- _TRY IT_
The data below has to be returned exactly, down to the last character.

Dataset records
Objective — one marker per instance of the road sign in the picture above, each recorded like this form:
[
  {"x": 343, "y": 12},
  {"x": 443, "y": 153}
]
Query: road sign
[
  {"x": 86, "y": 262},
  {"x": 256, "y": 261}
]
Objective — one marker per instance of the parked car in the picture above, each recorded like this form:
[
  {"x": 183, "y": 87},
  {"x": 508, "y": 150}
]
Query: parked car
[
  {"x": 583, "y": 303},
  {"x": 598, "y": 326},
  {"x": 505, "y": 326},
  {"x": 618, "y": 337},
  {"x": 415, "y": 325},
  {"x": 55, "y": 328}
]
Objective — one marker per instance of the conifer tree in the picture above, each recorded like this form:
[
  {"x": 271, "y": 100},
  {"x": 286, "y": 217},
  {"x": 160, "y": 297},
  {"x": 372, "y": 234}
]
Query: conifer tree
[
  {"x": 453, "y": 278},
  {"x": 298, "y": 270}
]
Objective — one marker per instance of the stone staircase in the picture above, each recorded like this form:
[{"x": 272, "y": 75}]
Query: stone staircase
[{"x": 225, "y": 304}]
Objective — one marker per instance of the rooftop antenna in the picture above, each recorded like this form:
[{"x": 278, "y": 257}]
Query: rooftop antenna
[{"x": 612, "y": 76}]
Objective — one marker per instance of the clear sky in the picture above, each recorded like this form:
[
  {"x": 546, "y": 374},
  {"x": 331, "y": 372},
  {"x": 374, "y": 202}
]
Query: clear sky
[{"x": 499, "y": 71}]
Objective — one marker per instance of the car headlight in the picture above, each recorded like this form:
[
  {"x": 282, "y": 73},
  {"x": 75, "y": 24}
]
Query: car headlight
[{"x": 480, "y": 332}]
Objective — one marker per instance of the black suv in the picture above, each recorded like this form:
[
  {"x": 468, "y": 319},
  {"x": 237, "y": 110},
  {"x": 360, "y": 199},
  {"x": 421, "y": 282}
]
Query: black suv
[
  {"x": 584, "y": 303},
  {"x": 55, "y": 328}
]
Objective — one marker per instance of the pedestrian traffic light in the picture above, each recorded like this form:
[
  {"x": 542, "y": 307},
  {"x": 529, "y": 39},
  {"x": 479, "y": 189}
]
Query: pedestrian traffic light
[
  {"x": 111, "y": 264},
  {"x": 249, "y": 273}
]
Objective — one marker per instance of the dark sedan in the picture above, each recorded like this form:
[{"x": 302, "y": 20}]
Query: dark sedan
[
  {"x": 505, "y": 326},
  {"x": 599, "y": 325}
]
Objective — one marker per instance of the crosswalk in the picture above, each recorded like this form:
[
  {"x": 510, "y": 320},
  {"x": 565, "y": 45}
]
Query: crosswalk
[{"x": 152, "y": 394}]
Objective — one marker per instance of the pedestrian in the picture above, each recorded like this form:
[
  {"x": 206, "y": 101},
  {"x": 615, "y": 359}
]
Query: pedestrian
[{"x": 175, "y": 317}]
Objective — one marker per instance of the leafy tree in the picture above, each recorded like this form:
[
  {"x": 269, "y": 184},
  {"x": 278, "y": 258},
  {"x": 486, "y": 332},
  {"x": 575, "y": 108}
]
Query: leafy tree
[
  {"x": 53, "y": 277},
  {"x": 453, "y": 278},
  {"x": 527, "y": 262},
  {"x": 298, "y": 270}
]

- _RESPONSE TO THE EXERCISE_
Objective — one marker per instance of the road sign in the picture above, each recorded like this form:
[
  {"x": 343, "y": 12},
  {"x": 443, "y": 153}
]
Query: road sign
[
  {"x": 86, "y": 262},
  {"x": 256, "y": 261}
]
Objective — one marker per instance of the parked car in the picture above, each recorded like this form:
[
  {"x": 183, "y": 87},
  {"x": 508, "y": 150}
]
Query: parked car
[
  {"x": 583, "y": 303},
  {"x": 598, "y": 326},
  {"x": 505, "y": 326},
  {"x": 618, "y": 337},
  {"x": 415, "y": 325},
  {"x": 55, "y": 328}
]
Objective — one marker per instance of the conifer tree in the picture above, each recorded like this form:
[
  {"x": 271, "y": 100},
  {"x": 286, "y": 217},
  {"x": 160, "y": 297},
  {"x": 372, "y": 234}
]
Query: conifer tree
[
  {"x": 453, "y": 278},
  {"x": 298, "y": 270}
]
Objective — one marker per instance of the stone staircase in the picture above, each recorded like this form:
[{"x": 272, "y": 75}]
Query: stone staircase
[{"x": 225, "y": 304}]
Objective — one marker per instance of the rooftop antenna in the picture above, each recorded like this form:
[{"x": 278, "y": 257}]
Query: rooftop antenna
[{"x": 612, "y": 76}]
Objective — one marker per instance of the clear sky in the picture above, each recorded like this form:
[
  {"x": 546, "y": 374},
  {"x": 331, "y": 372},
  {"x": 374, "y": 202}
]
Query: clear sky
[{"x": 499, "y": 71}]
Objective — one marker per instance of the car headlight in the picture above, each recorded like this form:
[
  {"x": 282, "y": 73},
  {"x": 75, "y": 24}
]
Query: car headlight
[{"x": 480, "y": 332}]
Objective — one marker per instance of the black suv in the picture above, each recorded like this form:
[
  {"x": 468, "y": 319},
  {"x": 237, "y": 110},
  {"x": 360, "y": 199},
  {"x": 421, "y": 282}
]
Query: black suv
[
  {"x": 584, "y": 303},
  {"x": 55, "y": 328}
]
Objective — one marker per instance of the pedestrian traffic light in the picture above, each recorded like this form:
[
  {"x": 542, "y": 307},
  {"x": 529, "y": 39},
  {"x": 479, "y": 189}
]
Query: pedestrian traffic light
[
  {"x": 111, "y": 264},
  {"x": 249, "y": 273}
]
Objective — one marker per instance of the dark sedan in the picture above, each recorded like this form:
[{"x": 302, "y": 20}]
Query: dark sedan
[
  {"x": 505, "y": 326},
  {"x": 599, "y": 325}
]
Objective — one marker per instance of the crosswalk in the picture above, each recorded like this form:
[
  {"x": 510, "y": 320},
  {"x": 565, "y": 45}
]
Query: crosswalk
[{"x": 152, "y": 394}]
Objective — one marker per instance of the pedestrian in the picture above, each recorded like this form:
[
  {"x": 206, "y": 101},
  {"x": 615, "y": 359}
]
Query: pedestrian
[{"x": 175, "y": 317}]
Objective — one marker per instance of the leafy tree in the picture above, each recorded like this form:
[
  {"x": 269, "y": 184},
  {"x": 278, "y": 258},
  {"x": 486, "y": 332},
  {"x": 575, "y": 108}
]
Query: leafy tree
[
  {"x": 53, "y": 277},
  {"x": 453, "y": 278},
  {"x": 527, "y": 262},
  {"x": 298, "y": 270}
]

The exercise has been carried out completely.